Written request:
Copy every line of the material below word for word, in the same order.

Input for this task:

══════

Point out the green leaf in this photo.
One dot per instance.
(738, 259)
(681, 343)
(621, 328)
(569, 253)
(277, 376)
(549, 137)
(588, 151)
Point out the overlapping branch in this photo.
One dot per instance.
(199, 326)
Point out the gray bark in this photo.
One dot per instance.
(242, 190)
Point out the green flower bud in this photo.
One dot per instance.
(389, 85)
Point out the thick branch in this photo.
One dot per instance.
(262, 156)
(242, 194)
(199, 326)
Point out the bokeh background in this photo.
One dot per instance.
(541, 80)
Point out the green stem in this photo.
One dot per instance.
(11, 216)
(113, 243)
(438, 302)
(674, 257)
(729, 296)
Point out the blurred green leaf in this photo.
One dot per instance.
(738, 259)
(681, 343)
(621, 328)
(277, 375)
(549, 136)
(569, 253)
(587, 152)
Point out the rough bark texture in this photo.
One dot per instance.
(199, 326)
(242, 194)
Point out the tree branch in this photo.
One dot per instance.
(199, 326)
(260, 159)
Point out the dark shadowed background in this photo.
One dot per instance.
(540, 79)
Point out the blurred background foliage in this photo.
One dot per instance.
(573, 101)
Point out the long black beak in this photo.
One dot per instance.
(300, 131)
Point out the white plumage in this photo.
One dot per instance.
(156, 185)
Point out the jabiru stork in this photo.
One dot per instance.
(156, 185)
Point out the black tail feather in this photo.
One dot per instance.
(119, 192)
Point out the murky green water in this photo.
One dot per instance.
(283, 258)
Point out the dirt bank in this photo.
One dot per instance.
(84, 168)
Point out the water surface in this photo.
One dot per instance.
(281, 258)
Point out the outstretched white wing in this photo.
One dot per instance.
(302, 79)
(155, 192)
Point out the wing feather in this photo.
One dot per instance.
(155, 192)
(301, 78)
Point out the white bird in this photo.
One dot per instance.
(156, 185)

══════

Problem solution:
Point out the green leaf in this photo.
One dot per instance.
(738, 259)
(681, 343)
(621, 328)
(569, 253)
(277, 376)
(549, 137)
(588, 151)
Point out the overlapping branch in this photo.
One dot per instance.
(199, 326)
Point out the gray bark in this photo.
One dot per instance.
(242, 190)
Point out the green flower bud in this photo.
One dot per instance.
(389, 85)
Point out the thick branch in this photo.
One dot per instance.
(262, 156)
(242, 194)
(199, 326)
Point out the bokeh background in this photo.
One dot per instance.
(541, 80)
Point out the green stem in this photo.
One dot per instance.
(11, 216)
(113, 243)
(438, 302)
(674, 257)
(729, 296)
Point out the blurred green leaf in this photo.
One dot per instance.
(738, 259)
(681, 343)
(621, 328)
(277, 375)
(549, 136)
(569, 253)
(587, 152)
Point out the rough bark texture in this photo.
One dot per instance.
(199, 326)
(242, 194)
Point out the tree branch in this photo.
One dot per instance.
(199, 326)
(260, 159)
Point out the dark shadowed background in this photo.
One dot per instance.
(540, 79)
Point out the blurred background foliage in this photo.
One dot per instance.
(573, 101)
Point out the long black beak in this photo.
One dot per instance.
(300, 131)
Point out the white plumage in this photo.
One dot per instance.
(156, 185)
Point out the jabiru stork in this photo.
One dot per instance.
(156, 185)
Point out the black tail feather in this photo.
One dot per instance.
(119, 192)
Point out the murky green water in this photo.
One dot per instance.
(283, 258)
Point out the dirt bank in this photo.
One dot per instance.
(84, 168)
Point out the water surface in this photo.
One dot per instance.
(281, 258)
Point out the outstretched white wing in this photo.
One dot per instance.
(302, 79)
(155, 192)
Point out the wing feather in this photo.
One dot per instance.
(155, 192)
(301, 78)
Point out the white bird in this photo.
One dot per instance.
(156, 185)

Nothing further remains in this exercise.